Görev Koşulları →
1/ Aşağıdaki (a), (b) ve (c) ifadelerinin kaynak metinle uyuşup uyuşmadığını evet ya da hayır diyerek belirtin ve her yanıtı belirleyen sözcükleri metinden aynen alıntılayın: (a) Çocuklar üç yaşından itibaren arkadaşlarıyla oyunlar oynamaya başlar. (b) İki yaşında yan yana oynayan çocuklar birbirleriyle yakından ilgilenir. (c) Üç-dört yaş çocukları yalnızca kendi cinsinden çocuklarla arkadaşlık kurabilir.
2/ Kaynak metne göre aşağıdaki soruları yanıtlayın:
(a) Bebekler ilk ilişkiyi kimlerle kurar?
(b) Üç yaş çocuğunun daha rahat hareket edebilmesinde ne önemlidir?
(c) Dört yaşına gelen çocuğun en sevdiği şey nedir?

Kaynak Metin →

Arkadaşlık ilişkileri çocuğun yaşamında aile ve okulla birlikte önemli bir yer tutar. Arkadaşlık kurmak çocuk için sosyal bir gereksinmedir. Uzmanlar bu gereksinmeyi bebeklik dönemine kadar indirgemektedirler. Bebekler ilk ilişkiyi anneleriyle veya bakıcılarıyla kurarlar. Onların yanına gelmesiyle susar, onlar uzaklaşınca ağlarlar. Bu hem güven ihtiyacından ileri gelmektedir, hem de duygusal yönelim ve aldığı doyumla ilgilidir. Yaşamın ilk iki yılında kurulan ya da kurulamayan bu ilişki bebeğin, çocukluk dönemine geçtiğinde arkadaşlarıyla kuracağı ilişkilerde de etkili olur. İlk iki yaş anne ve baba ile uyumsuz bir ilişki varsa ileride giderilmesi zor izler bırakır. Bu izler yaşanacak arkadaşlık ilişkilerine de yansıyacaktır.
Çocuk, yaşamında ilk üç yıla kadar ilgisini daha çok büyüklere yöneltir. Bunda ihtiyaçlarını tam anlamıyla giderememiş olmanın etkisi büyüktür. Üç yaşından itibaren arkadaşlarıyla oyunlar oynamaya başlar. Öncesinde paralel oyunlar dediğimiz oyunlar oynanır. İki yaşında yanyana oynayan çocuklar, birbiriyle pek ilgilenmezler.
3-4 yaş çocukları
Üç yaşına gelen çocuklar yaşıtlarıyla daha rahat ilişki kurarlar. Bunun için kendilerine özgü birtakım yöntemler geliştirirler. Üç yaş çocuğunun daha rahat hareket edebilmesinde dil gelişimini zenginleştirmiş olması da önemlidir. Kendine söyleneni anlar ve kendisini rahatça ifade edebilir. Artık kendisine güveni artmıştır. Bu yaşta grup oyunları oynamaya, arkadaşlıklar kurmaya, oyuncaklarını paylaşmaya başlar. Arkadaş sayısı giderek artar. Dört yaşına geldiğinde çocuğun en sevdiği şey arkadaşlarıyla birlikte olmak ve oyun oynamaktır. Geçimsizlikler, kavgalar yaşanır ve bunun sonucunda gruplaşmalar görülür. Bu yaş grubunda sık sık grup değiştirmeler görülebilir. Her iki cinsde de arkadaşlık kurabilirler.

Verilen Öğeler →

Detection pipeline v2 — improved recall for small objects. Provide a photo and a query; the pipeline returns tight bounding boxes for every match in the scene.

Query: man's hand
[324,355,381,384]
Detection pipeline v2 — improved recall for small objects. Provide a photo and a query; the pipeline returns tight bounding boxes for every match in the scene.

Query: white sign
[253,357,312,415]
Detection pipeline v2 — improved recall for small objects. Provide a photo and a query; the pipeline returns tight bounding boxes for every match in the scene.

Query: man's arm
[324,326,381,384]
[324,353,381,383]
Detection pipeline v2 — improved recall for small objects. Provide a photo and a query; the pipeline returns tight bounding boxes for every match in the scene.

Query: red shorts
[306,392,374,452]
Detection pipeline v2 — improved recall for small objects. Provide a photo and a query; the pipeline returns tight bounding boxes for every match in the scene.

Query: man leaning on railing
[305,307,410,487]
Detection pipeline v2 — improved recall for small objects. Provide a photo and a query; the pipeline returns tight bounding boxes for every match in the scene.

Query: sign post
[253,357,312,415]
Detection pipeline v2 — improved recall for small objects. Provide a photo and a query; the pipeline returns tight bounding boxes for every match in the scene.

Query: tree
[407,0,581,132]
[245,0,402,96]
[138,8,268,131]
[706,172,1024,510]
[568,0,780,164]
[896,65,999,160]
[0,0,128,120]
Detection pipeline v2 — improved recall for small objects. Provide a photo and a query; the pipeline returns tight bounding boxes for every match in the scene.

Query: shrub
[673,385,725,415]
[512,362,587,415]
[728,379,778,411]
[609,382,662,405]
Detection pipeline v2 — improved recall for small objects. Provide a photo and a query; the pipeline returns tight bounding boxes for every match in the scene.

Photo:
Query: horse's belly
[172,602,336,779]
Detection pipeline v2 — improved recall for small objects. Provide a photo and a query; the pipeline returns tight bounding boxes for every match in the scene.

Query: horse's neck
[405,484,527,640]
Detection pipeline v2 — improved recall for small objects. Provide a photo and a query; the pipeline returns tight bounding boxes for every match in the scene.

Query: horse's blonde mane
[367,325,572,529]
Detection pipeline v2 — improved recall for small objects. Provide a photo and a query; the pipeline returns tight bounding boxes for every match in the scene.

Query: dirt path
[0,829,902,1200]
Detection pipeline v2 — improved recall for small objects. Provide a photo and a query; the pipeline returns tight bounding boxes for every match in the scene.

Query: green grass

Görev Yanıtları →
1/
(a) Evet: "Üç yaşından itibaren arkadaşlarıyla oyunlar oynamaya başlar."
(b) Hayır: "İki yaşında yanyana oynayan çocuklar, birbiriyle pek ilgilenmezler."
(c) Hayır: "Her iki cinsde de arkadaşlık kurabilirler."

2/
(a) Bebekler ilk ilişkiyi anneleriyle veya bakıcılarıyla kurar.
(b) Çocuğun dil gelişimini zenginleştirmiş olması önemlidir.
(c) En sevdiği şey, arkadaşlarıyla birlikte olmak ve oyun oynamaktır.